# [Artikel]

5.2. Plaatsingsbeleid en groepsgrootte De peutergroepen staan open voor alle kinderen van 2 tot 4 jaar. Aanmelding gebeurt door de ouders bij de directie van school/peutergroep. In dit gesprek komen specifieke begeleidingsvragen aan de orde en worden de verwachtingen van ouders afgestemd op de mogelijkheden en werkwijze van het Montessori-onderwijs. Een rondgang door de peutergroep en de school vormt een onderdeel van deze kennismaking. In de praktijk stromen de meeste peuters door naar onze basisschool. In principe bezoeken de peuters 2 ochtenden een vaste groep. De directie kan peuters op meerdere dagdelen plaatsen. Wanneer er geen plaats meer is in een peutergroep (max.16 kinderen) kan het kind op een later moment instromen. In de groep zijn in principe maximaal 16 peuters geplaatst onder toezicht van een beroepskracht met een assistent(vrijwilliger/stagiaire). Bij minder dan 8 kinderen volstaat een beroepskracht. In geval van calamiteiten kan altijd teruggevallen worden op collega’s van de basisschool.
5.3. Observatie en registratie Een onmisbare vaardigheid van leidsters is het observeren van het kind en het in beeld brengen van de ontwikkeling. Naast een grote mate van ervaring en specifieke vaardigheid in het observeren maken de leidsters gebruik van een observatielijst en de CITO peutertoets (incidenteel)De ontwikkeling van het kind wordt bijgehouden in de administratie van de leidster en vastgelegd in het eind-overdrachtsformulier.

# [Korte opdracht A]
Geef het gedeelte van het artikel over de peutergroepen woordelijk opnieuw weer, beginnend bij "5.3. Observatie en" en eindigend bij "in het eind-overdrachtsformulier.".
# [Korte opdracht B]
Zoek alsjeblieft in de rijen hieronder elke regel op waarin het woord "walkway" staat, en neem die regels letterlijk over.

(Gegevensrecords)

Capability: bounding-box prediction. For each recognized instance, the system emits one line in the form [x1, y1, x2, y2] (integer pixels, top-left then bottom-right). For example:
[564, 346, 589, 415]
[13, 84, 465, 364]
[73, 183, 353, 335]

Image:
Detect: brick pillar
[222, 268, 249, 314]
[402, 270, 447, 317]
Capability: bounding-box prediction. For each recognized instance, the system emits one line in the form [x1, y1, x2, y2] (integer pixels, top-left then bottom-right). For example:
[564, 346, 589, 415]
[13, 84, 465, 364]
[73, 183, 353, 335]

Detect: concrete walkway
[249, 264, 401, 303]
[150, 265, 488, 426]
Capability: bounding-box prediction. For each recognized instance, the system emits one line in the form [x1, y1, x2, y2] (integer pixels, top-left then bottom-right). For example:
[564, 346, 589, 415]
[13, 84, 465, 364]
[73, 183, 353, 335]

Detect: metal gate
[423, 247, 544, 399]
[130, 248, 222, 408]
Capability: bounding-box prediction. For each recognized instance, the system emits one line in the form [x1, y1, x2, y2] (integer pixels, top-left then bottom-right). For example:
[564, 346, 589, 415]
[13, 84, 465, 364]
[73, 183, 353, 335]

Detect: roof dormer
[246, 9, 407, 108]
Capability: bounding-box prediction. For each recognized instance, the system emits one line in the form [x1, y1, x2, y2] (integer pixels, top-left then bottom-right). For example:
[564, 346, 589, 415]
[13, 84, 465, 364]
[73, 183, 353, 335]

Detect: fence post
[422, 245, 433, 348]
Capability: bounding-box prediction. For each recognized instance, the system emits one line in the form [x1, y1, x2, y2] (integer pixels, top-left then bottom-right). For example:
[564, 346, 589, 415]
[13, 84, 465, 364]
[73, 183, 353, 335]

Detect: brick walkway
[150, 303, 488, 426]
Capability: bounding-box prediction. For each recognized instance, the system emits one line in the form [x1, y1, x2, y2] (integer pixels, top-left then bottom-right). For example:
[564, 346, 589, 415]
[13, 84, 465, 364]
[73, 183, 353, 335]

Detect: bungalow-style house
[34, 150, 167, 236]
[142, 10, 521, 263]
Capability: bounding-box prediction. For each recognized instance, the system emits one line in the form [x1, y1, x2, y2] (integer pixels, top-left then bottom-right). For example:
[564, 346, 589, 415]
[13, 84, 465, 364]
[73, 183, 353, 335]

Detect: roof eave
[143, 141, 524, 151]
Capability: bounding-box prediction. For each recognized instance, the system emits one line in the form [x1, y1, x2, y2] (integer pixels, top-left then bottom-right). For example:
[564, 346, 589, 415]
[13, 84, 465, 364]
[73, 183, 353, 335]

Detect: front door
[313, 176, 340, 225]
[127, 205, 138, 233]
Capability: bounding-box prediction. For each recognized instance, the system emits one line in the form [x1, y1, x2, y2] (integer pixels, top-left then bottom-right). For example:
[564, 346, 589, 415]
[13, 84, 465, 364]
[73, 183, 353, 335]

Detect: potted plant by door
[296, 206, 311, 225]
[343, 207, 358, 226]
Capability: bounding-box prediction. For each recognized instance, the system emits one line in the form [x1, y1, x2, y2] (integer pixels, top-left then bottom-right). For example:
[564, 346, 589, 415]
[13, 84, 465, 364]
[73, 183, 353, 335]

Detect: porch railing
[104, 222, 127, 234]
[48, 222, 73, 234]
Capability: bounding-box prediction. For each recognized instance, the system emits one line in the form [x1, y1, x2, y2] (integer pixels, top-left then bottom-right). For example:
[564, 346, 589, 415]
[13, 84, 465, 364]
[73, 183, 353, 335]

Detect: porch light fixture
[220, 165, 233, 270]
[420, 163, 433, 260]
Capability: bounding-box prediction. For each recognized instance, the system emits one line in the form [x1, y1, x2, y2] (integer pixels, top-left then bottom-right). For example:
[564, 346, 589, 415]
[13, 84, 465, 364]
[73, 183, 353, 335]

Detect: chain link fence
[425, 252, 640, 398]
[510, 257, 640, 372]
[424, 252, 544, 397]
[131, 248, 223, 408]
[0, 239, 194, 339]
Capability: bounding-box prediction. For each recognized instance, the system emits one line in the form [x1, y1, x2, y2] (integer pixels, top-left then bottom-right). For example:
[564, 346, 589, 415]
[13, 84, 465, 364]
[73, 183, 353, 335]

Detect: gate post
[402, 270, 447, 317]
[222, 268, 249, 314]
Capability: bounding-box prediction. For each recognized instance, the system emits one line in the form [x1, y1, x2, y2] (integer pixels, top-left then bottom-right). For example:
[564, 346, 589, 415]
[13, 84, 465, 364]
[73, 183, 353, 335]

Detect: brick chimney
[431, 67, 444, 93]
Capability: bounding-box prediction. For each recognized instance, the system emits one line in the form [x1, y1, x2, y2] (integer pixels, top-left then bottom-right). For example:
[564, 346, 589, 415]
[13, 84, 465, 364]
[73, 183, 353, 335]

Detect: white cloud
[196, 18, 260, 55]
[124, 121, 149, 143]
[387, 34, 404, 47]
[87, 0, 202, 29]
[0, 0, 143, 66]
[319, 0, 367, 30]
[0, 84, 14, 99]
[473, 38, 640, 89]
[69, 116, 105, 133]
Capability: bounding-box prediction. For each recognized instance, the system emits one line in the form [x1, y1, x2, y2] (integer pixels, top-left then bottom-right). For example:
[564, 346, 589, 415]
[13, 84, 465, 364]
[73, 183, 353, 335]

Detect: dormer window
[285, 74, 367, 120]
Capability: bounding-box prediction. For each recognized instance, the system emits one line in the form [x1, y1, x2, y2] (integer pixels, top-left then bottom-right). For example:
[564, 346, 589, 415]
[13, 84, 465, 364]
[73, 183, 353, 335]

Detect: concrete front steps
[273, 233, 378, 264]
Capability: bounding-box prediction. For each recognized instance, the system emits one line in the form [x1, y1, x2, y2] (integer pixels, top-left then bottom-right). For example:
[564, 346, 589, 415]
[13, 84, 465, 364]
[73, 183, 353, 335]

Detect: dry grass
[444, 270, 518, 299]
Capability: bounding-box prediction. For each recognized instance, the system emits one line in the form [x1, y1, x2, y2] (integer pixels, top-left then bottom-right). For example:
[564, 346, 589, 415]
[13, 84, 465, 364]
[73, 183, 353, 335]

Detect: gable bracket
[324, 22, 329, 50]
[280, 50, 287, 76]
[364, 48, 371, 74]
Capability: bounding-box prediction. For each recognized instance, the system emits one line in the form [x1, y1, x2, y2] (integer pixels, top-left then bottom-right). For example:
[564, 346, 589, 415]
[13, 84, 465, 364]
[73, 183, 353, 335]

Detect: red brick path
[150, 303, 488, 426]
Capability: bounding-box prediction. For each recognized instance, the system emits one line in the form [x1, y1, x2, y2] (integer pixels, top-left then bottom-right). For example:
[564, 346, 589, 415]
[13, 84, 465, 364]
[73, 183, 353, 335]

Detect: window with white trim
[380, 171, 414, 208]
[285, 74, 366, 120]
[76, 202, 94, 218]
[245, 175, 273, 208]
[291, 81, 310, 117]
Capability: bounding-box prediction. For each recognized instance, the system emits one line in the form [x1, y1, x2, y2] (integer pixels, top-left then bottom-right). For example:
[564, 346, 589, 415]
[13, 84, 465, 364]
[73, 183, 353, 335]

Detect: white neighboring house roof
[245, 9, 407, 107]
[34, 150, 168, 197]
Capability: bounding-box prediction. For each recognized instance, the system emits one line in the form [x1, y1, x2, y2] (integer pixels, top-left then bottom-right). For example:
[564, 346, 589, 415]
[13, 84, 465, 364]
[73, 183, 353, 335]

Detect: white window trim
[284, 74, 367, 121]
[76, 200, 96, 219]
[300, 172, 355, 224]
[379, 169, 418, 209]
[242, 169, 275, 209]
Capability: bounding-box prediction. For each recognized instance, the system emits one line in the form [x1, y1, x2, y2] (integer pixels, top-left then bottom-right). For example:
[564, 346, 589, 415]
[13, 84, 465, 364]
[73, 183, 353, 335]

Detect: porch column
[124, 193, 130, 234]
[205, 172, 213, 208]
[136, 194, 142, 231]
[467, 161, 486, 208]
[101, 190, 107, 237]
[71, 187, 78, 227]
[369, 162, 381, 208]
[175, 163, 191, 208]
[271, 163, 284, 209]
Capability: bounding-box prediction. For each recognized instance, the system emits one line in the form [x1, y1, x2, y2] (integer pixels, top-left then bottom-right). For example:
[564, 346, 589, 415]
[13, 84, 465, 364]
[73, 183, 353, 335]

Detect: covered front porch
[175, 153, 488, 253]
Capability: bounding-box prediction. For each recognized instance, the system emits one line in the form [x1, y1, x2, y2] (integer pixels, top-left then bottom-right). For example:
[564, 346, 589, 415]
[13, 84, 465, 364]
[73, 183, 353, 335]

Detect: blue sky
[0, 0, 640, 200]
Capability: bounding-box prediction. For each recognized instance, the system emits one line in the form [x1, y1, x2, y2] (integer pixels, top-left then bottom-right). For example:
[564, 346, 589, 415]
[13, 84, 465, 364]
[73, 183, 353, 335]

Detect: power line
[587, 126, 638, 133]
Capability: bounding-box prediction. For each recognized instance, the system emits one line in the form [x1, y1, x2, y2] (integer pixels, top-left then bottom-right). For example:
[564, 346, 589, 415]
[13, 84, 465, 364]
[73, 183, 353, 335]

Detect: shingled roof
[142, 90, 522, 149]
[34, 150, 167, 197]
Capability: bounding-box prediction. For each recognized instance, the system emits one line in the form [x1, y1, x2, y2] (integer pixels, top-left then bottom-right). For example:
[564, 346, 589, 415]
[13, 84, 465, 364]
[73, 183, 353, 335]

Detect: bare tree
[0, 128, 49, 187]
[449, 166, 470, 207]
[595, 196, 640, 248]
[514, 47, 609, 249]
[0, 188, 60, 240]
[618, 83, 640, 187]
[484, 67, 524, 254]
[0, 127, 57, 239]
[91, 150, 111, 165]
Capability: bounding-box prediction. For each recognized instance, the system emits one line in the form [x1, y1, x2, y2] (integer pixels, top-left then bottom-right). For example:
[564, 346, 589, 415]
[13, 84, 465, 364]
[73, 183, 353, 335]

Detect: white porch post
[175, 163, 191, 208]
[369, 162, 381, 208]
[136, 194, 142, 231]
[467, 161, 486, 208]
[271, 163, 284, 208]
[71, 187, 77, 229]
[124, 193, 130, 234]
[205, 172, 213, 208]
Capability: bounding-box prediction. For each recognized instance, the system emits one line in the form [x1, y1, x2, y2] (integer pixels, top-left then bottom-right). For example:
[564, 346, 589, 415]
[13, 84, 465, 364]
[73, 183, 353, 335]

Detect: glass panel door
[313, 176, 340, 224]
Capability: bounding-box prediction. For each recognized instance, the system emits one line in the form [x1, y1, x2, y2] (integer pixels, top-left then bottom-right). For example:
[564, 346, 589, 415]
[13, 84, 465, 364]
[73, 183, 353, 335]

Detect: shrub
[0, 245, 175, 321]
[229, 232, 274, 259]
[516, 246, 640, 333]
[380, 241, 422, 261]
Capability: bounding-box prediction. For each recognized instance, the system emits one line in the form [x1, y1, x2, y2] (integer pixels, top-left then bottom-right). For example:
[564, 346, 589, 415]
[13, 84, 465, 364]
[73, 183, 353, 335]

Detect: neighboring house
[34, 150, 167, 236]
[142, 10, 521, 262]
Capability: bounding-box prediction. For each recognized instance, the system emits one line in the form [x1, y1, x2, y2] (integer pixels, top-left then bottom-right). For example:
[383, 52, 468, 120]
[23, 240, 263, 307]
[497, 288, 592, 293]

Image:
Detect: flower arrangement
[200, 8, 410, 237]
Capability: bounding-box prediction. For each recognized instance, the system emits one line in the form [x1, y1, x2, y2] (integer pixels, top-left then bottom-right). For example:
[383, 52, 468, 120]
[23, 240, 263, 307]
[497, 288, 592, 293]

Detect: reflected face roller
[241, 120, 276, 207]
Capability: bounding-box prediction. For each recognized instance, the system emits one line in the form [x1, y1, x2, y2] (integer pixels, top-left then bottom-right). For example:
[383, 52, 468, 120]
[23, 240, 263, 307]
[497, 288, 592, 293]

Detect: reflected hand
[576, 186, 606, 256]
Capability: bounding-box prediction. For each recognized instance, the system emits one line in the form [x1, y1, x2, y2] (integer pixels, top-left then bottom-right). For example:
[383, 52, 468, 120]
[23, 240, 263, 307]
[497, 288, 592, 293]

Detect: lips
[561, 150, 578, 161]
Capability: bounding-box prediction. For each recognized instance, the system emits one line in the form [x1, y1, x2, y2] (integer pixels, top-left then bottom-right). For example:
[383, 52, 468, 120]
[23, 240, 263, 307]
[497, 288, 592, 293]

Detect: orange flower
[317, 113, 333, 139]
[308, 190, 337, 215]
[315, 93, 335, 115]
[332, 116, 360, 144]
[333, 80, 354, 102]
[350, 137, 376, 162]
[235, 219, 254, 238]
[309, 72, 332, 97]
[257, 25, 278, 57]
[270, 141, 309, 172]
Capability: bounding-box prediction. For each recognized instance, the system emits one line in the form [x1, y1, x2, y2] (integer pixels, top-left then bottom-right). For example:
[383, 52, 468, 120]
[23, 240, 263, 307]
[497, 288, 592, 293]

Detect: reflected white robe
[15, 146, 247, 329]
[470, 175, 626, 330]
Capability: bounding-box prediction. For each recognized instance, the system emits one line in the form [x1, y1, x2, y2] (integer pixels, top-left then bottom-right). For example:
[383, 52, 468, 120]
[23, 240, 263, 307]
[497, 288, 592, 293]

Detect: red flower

# [Eindresultaat A]
5.3. Observatie en registratie Een onmisbare vaardigheid van leidsters is het observeren van het kind en het in beeld brengen van de ontwikkeling. Naast een grote mate van ervaring en specifieke vaardigheid in het observeren maken de leidsters gebruik van een observatielijst en de CITO peutertoets (incidenteel)De ontwikkeling van het kind wordt bijgehouden in de administratie van de leidster en vastgelegd in het eind-overdrachtsformulier.

# [Eindresultaat B]
Detect: concrete walkway
Detect: brick walkway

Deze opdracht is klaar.